This analysis suggests there could be a generalized run against the Euro as a currency…(…)
Another aspect here is that as this process takes place, the credit quality of the loans held in the Euro-zone banks would quickly deteriorate, further weakening the ECB position.
Would this lead the world to the end of paper money?
We have written many times before, that we were amazed by the fact that regulators did not understand the systemic nature of sovereign credit default swaps. These swaps, which in the case of Euro-zone sovereigns are denominated in US dollars would be the link here, connecting US financial institutions with Euro liquidity problems.
The Fed last Sunday already extended currency swaps to the ECB in a very murky way, which even caused a heated debate in the US Senate. What do you think would happen under a terminal situation, where the European banks’ risk as counterparties would jump exponentially?
And then, friends, would you hold US dollars as a reserve asset, knowing that they are thrown into a hole to fight the last battle? Doesn’t this actually make gold look like a bargain at $1,240/oz?…”

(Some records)
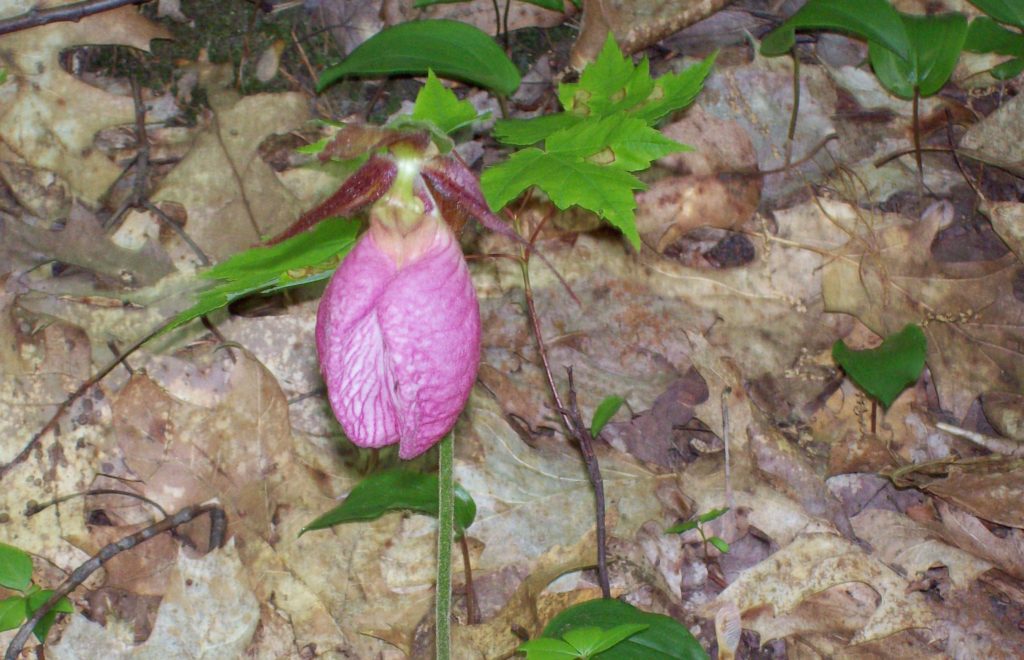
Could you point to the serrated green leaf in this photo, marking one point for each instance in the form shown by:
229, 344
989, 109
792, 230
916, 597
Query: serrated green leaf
454, 49
619, 140
608, 84
675, 91
523, 132
603, 413
13, 611
885, 371
665, 639
15, 568
544, 649
870, 19
719, 543
438, 104
567, 181
1008, 11
395, 489
935, 46
265, 269
36, 601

**EXERCISE REQUIREMENTS**
• a. Transcribe the Euro passage from "This analysis suggests" down to "Euro liquidity problems.".
• b. According to the Euro passage, in what currency are the credit default swaps on Euro-zone sovereigns denominated?

**WRITTEN ANSWERS**
• a.
This analysis suggests there could be a generalized run against the Euro as a currency…(…)
Another aspect here is that as this process takes place, the credit quality of the loans held in the Euro-zone banks would quickly deteriorate, further weakening the ECB position.
Would this lead the world to the end of paper money?
We have written many times before, that we were amazed by the fact that regulators did not understand the systemic nature of sovereign credit default swaps. These swaps, which in the case of Euro-zone sovereigns are denominated in US dollars would be the link here, connecting US financial institutions with Euro liquidity problems.

• b. US dollars.